=== Provided data ===
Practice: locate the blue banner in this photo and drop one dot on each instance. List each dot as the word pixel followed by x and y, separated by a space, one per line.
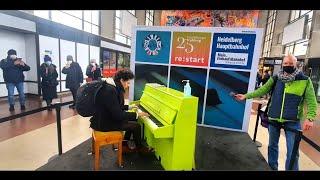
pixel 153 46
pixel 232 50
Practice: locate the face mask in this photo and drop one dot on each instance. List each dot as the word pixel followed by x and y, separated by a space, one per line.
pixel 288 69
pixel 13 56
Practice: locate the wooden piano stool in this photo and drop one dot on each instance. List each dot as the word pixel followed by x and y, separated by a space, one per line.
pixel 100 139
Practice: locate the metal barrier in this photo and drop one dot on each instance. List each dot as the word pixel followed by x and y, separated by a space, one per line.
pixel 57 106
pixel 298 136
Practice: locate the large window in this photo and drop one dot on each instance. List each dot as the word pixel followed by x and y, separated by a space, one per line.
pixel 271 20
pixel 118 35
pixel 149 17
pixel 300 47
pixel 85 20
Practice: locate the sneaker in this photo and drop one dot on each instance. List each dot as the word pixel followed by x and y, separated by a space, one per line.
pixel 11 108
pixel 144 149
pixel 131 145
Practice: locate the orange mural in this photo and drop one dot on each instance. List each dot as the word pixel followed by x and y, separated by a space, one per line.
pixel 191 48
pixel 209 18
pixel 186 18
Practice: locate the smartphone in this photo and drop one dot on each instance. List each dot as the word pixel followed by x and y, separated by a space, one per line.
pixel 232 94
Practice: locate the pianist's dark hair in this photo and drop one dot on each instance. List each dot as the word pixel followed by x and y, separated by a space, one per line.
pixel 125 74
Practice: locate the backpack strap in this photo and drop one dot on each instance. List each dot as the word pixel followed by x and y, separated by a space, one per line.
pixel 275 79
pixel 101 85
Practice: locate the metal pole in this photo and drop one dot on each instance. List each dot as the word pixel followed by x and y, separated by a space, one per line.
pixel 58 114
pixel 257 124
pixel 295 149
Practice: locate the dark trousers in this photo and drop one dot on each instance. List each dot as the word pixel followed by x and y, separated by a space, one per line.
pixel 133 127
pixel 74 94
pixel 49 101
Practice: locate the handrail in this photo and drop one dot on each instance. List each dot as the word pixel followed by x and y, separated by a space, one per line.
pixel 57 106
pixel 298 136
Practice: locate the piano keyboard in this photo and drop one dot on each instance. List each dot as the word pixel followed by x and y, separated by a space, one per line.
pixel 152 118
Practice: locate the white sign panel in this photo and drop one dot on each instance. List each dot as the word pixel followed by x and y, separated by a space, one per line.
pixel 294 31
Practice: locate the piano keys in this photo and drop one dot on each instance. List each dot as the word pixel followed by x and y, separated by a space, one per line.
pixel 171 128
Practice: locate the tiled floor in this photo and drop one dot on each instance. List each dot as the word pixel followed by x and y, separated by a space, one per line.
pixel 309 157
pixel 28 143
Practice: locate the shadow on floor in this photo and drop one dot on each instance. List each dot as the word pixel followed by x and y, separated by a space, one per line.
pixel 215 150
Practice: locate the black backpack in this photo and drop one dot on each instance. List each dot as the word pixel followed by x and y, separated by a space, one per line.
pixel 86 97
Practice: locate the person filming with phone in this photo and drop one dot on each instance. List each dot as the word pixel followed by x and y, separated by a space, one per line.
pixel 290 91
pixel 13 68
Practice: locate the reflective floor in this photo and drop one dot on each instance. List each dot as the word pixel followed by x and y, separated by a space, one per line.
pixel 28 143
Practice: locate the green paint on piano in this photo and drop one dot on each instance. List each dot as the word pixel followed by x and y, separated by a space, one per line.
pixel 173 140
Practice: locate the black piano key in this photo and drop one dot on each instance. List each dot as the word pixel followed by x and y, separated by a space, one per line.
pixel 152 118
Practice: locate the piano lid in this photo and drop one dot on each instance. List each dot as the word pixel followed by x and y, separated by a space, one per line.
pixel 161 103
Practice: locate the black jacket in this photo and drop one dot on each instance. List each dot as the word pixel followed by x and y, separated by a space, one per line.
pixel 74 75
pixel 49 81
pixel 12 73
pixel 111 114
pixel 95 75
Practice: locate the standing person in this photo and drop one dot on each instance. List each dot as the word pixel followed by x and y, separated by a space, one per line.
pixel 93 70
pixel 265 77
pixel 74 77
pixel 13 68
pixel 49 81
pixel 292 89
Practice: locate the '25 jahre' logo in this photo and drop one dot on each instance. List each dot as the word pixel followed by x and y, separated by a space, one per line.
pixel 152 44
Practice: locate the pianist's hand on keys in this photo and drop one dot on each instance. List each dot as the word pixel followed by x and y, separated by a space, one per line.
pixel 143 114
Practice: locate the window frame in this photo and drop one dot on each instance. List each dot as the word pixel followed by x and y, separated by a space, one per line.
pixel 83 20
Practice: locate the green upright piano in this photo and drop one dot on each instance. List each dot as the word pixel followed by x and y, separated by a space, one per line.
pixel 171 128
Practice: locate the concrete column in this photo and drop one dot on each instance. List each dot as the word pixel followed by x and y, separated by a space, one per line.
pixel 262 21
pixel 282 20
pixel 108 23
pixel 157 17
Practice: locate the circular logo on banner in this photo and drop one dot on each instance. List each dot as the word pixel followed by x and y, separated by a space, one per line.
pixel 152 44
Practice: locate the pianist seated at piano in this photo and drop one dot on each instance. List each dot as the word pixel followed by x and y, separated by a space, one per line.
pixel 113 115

=== Work instructions ===
An image-free, exact version of the listing above is required.

=== Response to the task ===
Practice: locate the blue banner in this photo and drop one dot on each instance. List each dot as the word pixel followed by x and y, separated by a space, one per line.
pixel 153 46
pixel 232 50
Practice: locate the face mask in this photo and drop one dot on each instance. List each dot as the word pixel followed by x and y, separated by a space, one per line.
pixel 288 69
pixel 13 56
Practice: locate the wooden piano stool in this photo and drop one dot on each instance. List each dot as the word pixel followed by x and y, separated by a space, one per line.
pixel 100 139
Practice: locate the metal barrier in this photo and drop one dot on each instance. List each dot as the word pixel followed by x and y, separated by a space, one per line.
pixel 57 106
pixel 298 136
Practice: locate the large window in this photo and drop one dot on each instance. List each dot as the word pixel followed by x and y, separated by a space, one per line.
pixel 271 20
pixel 118 35
pixel 149 17
pixel 300 47
pixel 85 20
Practice: locate the sneaker in this photo and drop one dot on each instance. List each dot as the word pixel followed by x and y, separated by a space, one per line.
pixel 11 108
pixel 144 149
pixel 131 145
Practice: locate the orange mural in this photo and drop one dot on each instance. List each dot as the word pixel followed by x and y, separated by a space, one per line.
pixel 191 48
pixel 209 18
pixel 186 18
Practice: locate the smartphone in this photo and drop one dot on each instance. List each dot as the word pixel followed by x and y, separated by a space, one per line.
pixel 232 94
Practice: locate the pianist's dark hair in this photo and drop one dot on each instance. List each dot as the word pixel followed by x and y, separated by a space, one per line.
pixel 125 74
Practice: locate the backpack strap in this photo and drop one dot on each instance. List each dot as the word pixel followed by x and y, separated by a space, one per line.
pixel 275 79
pixel 101 85
Practice: locate the metal pole in this photo and drop one dot on each instance. List each dot as the word pixel followed by x and y, separated by a space, one per line.
pixel 58 114
pixel 257 124
pixel 295 149
Practice: locate the dark trousers in this photo and drop one dot on each instance. List each dot as the word pixel followed by x and y, separated by a space, one per line.
pixel 133 127
pixel 74 94
pixel 49 101
Practice: locate the handrail in this photo and drop one dot on each instance. List each dot as the word pixel followed by x and y, separated by a space, one per line.
pixel 57 106
pixel 298 136
Practice: locate the piano keyboard in this photo and drop one dot on each instance. List each dot as the word pixel followed by x and y, separated by a space, one per line.
pixel 152 118
Practice: locate the white sign panel in this photo and drop one dot on each instance. List each dot as the word pixel followed by x and y, separated by a space, one per line.
pixel 294 31
Practice: locate the piano keys in this photo and drop one dot on each instance. List each dot as the word pixel followed by x and y, separated by a space, one per line.
pixel 171 128
Practice: locate the tiled floor in this photo and drop one dot on each instance. List each dot as the word pixel followed by x and y, separated by a space, one per line.
pixel 309 157
pixel 28 143
Practice: locate the shadow on floor in this photo and drop one dot on each instance. List each dot as the word pixel followed by x and y, separated by a space, one per line.
pixel 215 150
Practice: locate the black backpack in this photo and drop one dot on each instance. List each dot as the word pixel followed by x and y, separated by a space, one per line.
pixel 86 97
Practice: locate the person filming with phone in this photo and drop one dot on each instance. List each dot as the word pixel followed by x and y, separated by a space, one per line.
pixel 290 91
pixel 13 68
Practice: locate the reflective floor in this photo and drop one dot on each instance. List each dot as the word pixel followed by x and y, separated by a space, one per line.
pixel 28 143
Practice: locate the green paint on piano in this photo and drop one dot on each instance. List each dot as the word pixel followed by x and y, separated by a space, one per line.
pixel 173 140
Practice: locate the black piano key in this photo and drop one dot on each instance. List each dot as the word pixel followed by x and y, separated by a space, one per line.
pixel 152 118
Practice: locate the piano lid in this photo and drop one dot on each instance. List each dot as the word pixel followed by x and y, separated by a space, one per line.
pixel 161 103
Practice: locate the black jacket in this photo and drop one dot on each instance. List each dot as the word pixel followed by x and y, separated by a space, one per line.
pixel 74 75
pixel 49 81
pixel 12 73
pixel 111 114
pixel 95 75
Practice: locate the standing person in this photo and drop one dot on each instance. List each dot as the word pixel followed by x and y, separated by a space, one per line.
pixel 93 70
pixel 265 77
pixel 74 77
pixel 13 68
pixel 49 81
pixel 292 89
Practice: locate the '25 jahre' logo in this photo and drop one dot on each instance. List each dot as the word pixel followed by x and y, separated by a space, one per line.
pixel 152 44
Practice: locate the pianist's hand on keys in this photo and drop one dot on each instance. List each dot as the word pixel followed by x and y, separated by a space, one per line.
pixel 143 114
Practice: locate the window frame in this photo and drop one dot on each instance. List each dot as the word pixel followed by x and y, separated by a space, one per line.
pixel 83 20
Practice: locate the green upright piano in this photo and drop one dot on each instance. List each dot as the word pixel followed by x and y, separated by a space, one per line.
pixel 171 128
Practice: locate the concrete column in this photo and drop one dot on each instance. List each dot as the word pixel followed by x and y, separated by a space, one per line.
pixel 262 21
pixel 282 20
pixel 108 23
pixel 157 17
Practice: locate the circular logo on banner in this photo and drop one dot on each instance. List each dot as the word pixel followed by x and y, separated by a space, one per line.
pixel 152 44
Practice: locate the pianist seated at piano in this photo and drop one dot on each instance. List each dot as the word pixel followed by x and y, separated by a space, one per line.
pixel 113 115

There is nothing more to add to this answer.